Kurze Aufgabe A: Zitiere aus den Einträgen wortgetreu die Zeilen von der Zeile mit „Exercise. Point out every instance of the duck's wing“ bis einschließlich der Zeile mit „point(362, 369)“.

Artikel:
Fußwaschung

Predigt am Gründonnerstag 29.03.2018

Die mittelalterliche Kirche von St. Gilles-du-Gard in Südfrankreich liegt auf dem Pilgerweg nach Santiago de Compostela. In ihr finden wir ein schönes Säulenkapitell von der Fußwaschung. Jesus beugt sich herunter, geht vor Petrus auf die Knie, greift nach dessen Fuß. So weit, so gut.

Und Petrus? Der greift sich an die Stirn. Das ist unüblich und einzigartig in der Kunst. Ich weiß nicht, ob man im Mittelalter schon das "einem anderen einen Vogel zeigen" kannte: Du bist bekloppt, du bist verrückt! Wahrscheinlich hatte der Künstler das nicht im Sinn. Eher stellte er das Wort des Petrus aus dem Evangelium dar: "Herr, wenn ich nur durchs Waschen Anteil an dir bekomme, dann wasch mir bitte nicht nur meine Füße, sondern auch die Hände und das Haupt." Wasch mir den Kopf, diesen widerspenstigen Schädel, der so schwer begreift, der so dickköpfig sein kann. Wasch meinen Kopf, mit dem ich so oft durch die Wand will. Wasch mir den Kopf, den ich manchmal förmlich verliere, so dass ich richtig kopflos bin.

Kurze Aufgabe B: Gib aus der Predigt zur Fußwaschung den Abschnitt von „Predigt am Gründonnerstag“ bis einschließlich „weit, so gut.“ unverändert wieder.

Datensätze:
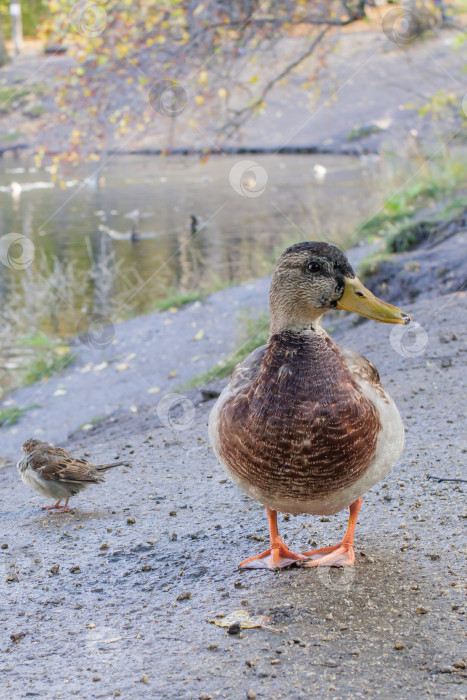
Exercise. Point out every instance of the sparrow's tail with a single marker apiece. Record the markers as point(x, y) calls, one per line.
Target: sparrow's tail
point(104, 467)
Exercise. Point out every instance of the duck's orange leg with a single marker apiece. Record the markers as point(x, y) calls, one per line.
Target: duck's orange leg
point(340, 554)
point(278, 555)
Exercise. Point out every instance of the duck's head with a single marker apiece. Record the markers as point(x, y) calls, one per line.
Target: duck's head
point(312, 277)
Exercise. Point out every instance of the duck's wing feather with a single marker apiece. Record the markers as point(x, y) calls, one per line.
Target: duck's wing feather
point(247, 370)
point(362, 369)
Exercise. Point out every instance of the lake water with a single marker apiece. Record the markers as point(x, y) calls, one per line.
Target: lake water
point(85, 260)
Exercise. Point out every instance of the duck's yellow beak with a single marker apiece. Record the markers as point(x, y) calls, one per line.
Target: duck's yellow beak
point(358, 298)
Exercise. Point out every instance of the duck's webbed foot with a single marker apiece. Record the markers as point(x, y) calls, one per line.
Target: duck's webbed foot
point(278, 555)
point(338, 555)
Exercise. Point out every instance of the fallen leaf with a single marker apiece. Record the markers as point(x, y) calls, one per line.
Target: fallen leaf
point(243, 618)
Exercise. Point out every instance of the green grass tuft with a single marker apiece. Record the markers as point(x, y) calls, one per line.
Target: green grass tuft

Vollständige Ausgabe A:
Exercise. Point out every instance of the duck's wing feather with a single marker apiece. Record the markers as point(x, y) calls, one per line.
Target: duck's wing feather
point(247, 370)
point(362, 369)

Vollständige Ausgabe B:
Predigt am Gründonnerstag 29.03.2018

Die mittelalterliche Kirche von St. Gilles-du-Gard in Südfrankreich liegt auf dem Pilgerweg nach Santiago de Compostela. In ihr finden wir ein schönes Säulenkapitell von der Fußwaschung. Jesus beugt sich herunter, geht vor Petrus auf die Knie, greift nach dessen Fuß. So weit, so gut.